> [Entries provided]
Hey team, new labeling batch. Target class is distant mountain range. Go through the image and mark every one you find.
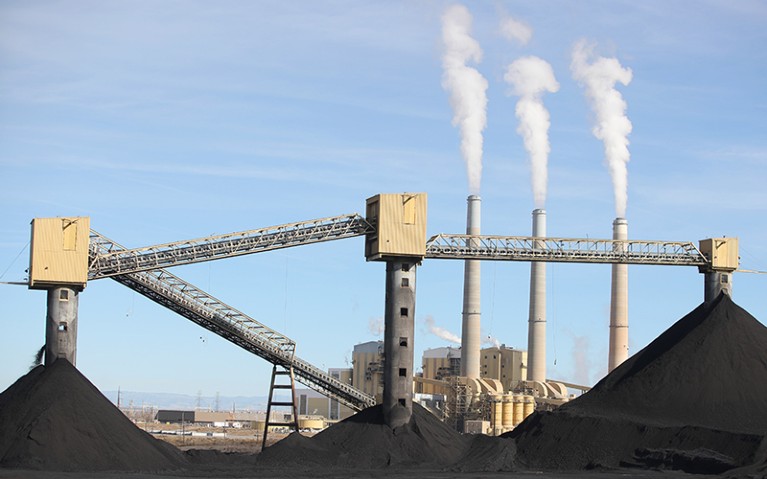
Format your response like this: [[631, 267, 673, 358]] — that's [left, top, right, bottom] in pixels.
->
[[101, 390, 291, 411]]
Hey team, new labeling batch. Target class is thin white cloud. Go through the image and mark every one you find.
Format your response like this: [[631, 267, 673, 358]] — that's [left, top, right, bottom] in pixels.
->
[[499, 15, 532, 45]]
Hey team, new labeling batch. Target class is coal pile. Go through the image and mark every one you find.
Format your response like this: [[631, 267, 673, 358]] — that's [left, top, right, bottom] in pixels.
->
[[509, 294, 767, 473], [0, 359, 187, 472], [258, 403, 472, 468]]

...

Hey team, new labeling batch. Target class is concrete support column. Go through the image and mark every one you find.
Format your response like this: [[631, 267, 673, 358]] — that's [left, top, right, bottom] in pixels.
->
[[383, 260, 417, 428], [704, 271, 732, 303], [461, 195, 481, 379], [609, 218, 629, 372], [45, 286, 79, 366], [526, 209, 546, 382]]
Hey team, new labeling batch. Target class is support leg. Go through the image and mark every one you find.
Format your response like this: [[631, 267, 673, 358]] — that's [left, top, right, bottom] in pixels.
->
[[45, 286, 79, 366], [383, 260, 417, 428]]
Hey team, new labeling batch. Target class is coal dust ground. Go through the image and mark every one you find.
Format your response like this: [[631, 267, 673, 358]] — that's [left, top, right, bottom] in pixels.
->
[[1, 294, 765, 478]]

--

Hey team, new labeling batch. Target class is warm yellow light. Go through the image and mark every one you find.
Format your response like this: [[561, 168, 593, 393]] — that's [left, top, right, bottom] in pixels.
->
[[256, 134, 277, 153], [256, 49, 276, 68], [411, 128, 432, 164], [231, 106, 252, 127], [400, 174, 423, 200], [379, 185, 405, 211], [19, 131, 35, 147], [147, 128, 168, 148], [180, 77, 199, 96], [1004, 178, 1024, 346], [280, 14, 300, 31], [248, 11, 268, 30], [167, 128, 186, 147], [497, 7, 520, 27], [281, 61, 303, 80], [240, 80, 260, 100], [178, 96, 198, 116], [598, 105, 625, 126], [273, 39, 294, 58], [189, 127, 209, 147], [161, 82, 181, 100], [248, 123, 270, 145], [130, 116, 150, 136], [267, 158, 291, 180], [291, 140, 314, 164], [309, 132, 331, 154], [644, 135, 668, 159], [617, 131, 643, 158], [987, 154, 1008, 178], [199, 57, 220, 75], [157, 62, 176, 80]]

> [Assigned task] Please work out how many lines above contain the string "coal", and reply with that number alone.

> [Answer to this problem] 2